## EXCERPTED PASSAGE
_ _ _ _

In case you're curious:

I just talked to the seller. who seems honest, but there are some inconsistencies in his story.

He needs money, so he's selling car. He has no repair records, because he hasn't had any work done on the car. Okay, but he bought it in 2017, planned to paint it, didn't, DMV tags expired in 2017, implied that it hasn't been driven since then. Unless someone doesn't need a car (then why buy it?), I can only imagine that there's something mechanical preventing it from being driven.

When asked why the driver's headlight and parking light are missing, they aren't; he took them off to paint the car, but never got around to painting it. He claims to have the parts in hand.

He agreed to smog it prior to purchase.

However, he doesn't understand that tags that expired 3 years ago justifies the cops impounding the car.

I'm leaning toward not buying this car, because it does not appear to be maintained properly, particularly given this era's oil burning problems.

The best case scenario is that somehow the car passes smog, or if it fails, I figure out how much repairs cost (I took an engine performance class last semester so I'm pretty good with diagnosing smog failures), then deduct that repair estimate from the $1,000 offer price AND deduct 3 years of back DMV fees, AND have a mechanic look for other problems ($100 or so for inspection) that I deduct from the $1,000.

That would mean he literally gives me the car for free.

_ _ _ _

## RAW DATA
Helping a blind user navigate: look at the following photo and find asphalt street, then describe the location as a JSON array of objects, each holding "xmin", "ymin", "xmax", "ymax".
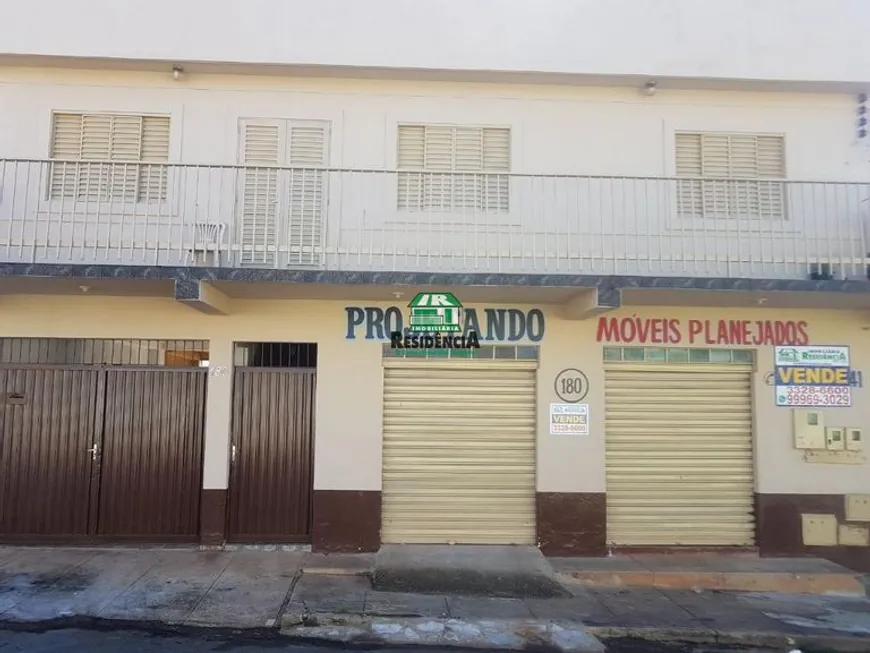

_ _ _ _

## TASK ITEM A
Decide whether each statement agrees with the car-buying post, answering yes or no and quoting the deciding words: (i) The seller has no repair records because no work has been done on the car. (ii) The seller refused to smog the car before purchase. (iii) The offer price for the car is $1,000.
## TASK ITEM B
Quote the car-buying post starting with "The best case" and going on through "car for free.".

## PROBLEM SOLUTION A
(i) Yes: "He has no repair records, because he hasn't had any work done on the car."
(ii) No: "He agreed to smog it prior to purchase."
(iii) Yes: "deduct that repair estimate from the $1,000 offer price"

## PROBLEM SOLUTION B
The best case scenario is that somehow the car passes smog, or if it fails, I figure out how much repairs cost (I took an engine performance class last semester so I'm pretty good with diagnosing smog failures), then deduct that repair estimate from the $1,000 offer price AND deduct 3 years of back DMV fees, AND have a mechanic look for other problems ($100 or so for inspection) that I deduct from the $1,000.

That would mean he literally gives me the car for free.